From the line that holds "Point out the windshield" to the last line of the data, copy everything exactly; leave out all the rest.

════════════════════

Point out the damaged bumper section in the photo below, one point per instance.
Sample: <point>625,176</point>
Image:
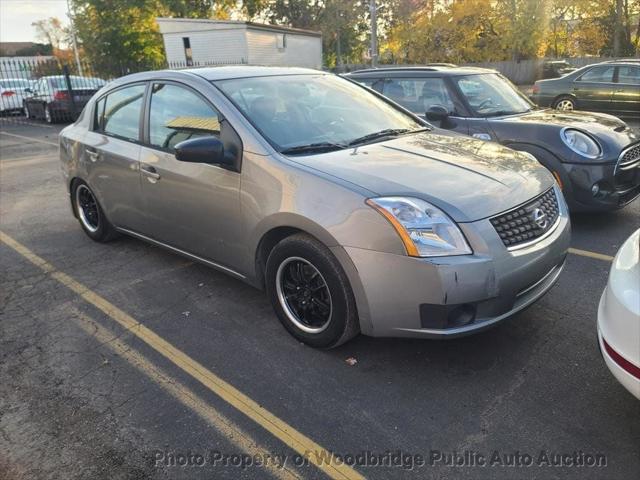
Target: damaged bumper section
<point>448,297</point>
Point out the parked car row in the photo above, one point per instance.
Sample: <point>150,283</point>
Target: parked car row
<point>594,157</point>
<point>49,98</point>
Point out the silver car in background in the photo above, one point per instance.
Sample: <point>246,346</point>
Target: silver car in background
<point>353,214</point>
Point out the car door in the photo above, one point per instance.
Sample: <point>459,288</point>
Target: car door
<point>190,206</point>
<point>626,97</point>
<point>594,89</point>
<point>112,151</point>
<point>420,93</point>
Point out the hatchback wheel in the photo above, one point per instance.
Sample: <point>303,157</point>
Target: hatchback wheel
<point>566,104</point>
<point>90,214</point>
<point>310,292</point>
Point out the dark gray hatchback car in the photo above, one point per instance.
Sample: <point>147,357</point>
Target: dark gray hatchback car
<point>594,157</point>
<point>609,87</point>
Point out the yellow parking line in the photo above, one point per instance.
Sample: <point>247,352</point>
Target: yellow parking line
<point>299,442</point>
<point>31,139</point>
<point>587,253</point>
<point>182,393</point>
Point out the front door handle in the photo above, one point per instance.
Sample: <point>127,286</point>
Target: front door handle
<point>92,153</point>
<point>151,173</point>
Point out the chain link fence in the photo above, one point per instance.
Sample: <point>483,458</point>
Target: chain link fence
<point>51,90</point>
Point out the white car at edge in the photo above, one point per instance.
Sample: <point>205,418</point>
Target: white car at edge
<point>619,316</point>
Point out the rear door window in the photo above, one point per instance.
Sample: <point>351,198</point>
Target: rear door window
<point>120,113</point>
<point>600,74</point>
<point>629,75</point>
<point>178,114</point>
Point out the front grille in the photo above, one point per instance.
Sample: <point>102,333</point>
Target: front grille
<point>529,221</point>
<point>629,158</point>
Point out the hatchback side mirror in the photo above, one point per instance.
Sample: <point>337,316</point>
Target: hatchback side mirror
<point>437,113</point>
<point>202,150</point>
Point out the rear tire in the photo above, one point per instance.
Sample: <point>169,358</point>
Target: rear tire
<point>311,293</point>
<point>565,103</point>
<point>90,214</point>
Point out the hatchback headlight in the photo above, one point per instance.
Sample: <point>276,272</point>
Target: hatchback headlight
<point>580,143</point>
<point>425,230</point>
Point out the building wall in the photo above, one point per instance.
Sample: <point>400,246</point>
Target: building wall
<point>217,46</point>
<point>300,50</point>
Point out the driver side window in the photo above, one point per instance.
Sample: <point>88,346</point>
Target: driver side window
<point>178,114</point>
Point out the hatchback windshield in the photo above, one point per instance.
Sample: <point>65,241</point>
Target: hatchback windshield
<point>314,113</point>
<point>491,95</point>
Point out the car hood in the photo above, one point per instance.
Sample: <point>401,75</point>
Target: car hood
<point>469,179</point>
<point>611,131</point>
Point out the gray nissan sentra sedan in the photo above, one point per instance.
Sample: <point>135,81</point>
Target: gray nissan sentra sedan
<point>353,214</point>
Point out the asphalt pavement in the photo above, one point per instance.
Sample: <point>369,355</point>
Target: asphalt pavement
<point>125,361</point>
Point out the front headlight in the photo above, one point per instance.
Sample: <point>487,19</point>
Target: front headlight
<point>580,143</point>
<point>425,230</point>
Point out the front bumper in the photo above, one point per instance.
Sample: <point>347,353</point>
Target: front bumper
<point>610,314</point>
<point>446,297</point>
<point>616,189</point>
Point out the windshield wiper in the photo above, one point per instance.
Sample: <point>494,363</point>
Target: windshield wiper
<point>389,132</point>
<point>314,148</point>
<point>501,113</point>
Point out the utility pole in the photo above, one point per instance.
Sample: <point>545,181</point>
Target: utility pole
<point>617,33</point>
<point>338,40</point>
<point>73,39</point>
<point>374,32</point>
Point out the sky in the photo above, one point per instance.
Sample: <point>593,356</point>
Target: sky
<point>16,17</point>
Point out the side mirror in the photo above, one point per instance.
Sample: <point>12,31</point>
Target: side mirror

════════════════════

Solution to this task:
Point out the windshield wiper in the photo above, one point per instance.
Sample: <point>494,363</point>
Target: windshield wiper
<point>389,132</point>
<point>314,148</point>
<point>501,113</point>
Point out the utility pole in the photo above, one point per instance.
Sample: <point>545,181</point>
Target: utility pole
<point>617,33</point>
<point>338,40</point>
<point>73,39</point>
<point>374,32</point>
Point out the sky in the photo above, one point per instance.
Sample: <point>593,356</point>
Target: sky
<point>16,17</point>
Point out the side mirror in the photo above, one point per instance.
Sample: <point>12,31</point>
Target: side mirror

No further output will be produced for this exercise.